■ **What the task asks**:
Using the data below, return all lines in which "wooden" appears.

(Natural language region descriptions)
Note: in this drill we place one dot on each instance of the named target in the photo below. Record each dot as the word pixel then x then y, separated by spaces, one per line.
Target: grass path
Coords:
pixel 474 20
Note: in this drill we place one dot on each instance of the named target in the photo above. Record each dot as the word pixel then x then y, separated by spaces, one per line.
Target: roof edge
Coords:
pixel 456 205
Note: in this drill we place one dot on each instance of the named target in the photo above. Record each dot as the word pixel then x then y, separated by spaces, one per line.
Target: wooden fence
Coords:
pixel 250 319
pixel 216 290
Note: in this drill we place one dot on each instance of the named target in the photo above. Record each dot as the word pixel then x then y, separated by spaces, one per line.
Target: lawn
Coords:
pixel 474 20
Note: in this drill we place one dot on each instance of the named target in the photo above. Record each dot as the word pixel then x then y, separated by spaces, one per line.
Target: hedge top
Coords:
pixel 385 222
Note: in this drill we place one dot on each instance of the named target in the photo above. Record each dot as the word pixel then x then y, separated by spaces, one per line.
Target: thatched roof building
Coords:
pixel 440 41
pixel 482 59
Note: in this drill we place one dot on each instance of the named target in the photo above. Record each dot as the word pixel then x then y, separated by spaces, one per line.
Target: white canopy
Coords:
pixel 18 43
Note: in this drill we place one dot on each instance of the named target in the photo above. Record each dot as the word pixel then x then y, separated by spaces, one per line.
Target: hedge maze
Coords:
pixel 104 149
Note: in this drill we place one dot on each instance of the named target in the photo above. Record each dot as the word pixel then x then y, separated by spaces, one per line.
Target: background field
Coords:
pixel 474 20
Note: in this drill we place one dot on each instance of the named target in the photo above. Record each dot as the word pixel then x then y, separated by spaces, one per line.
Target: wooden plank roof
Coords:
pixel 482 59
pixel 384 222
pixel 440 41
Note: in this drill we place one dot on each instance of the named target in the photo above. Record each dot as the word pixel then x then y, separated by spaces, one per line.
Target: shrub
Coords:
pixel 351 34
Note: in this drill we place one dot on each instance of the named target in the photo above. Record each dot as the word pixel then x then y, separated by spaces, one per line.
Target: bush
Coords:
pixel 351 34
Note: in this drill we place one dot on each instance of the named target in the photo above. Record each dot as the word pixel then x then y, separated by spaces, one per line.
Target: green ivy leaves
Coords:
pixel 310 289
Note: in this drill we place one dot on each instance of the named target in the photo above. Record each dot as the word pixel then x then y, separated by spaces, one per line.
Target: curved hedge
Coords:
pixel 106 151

■ **Task output**:
Target: wooden fence
Target: wooden plank roof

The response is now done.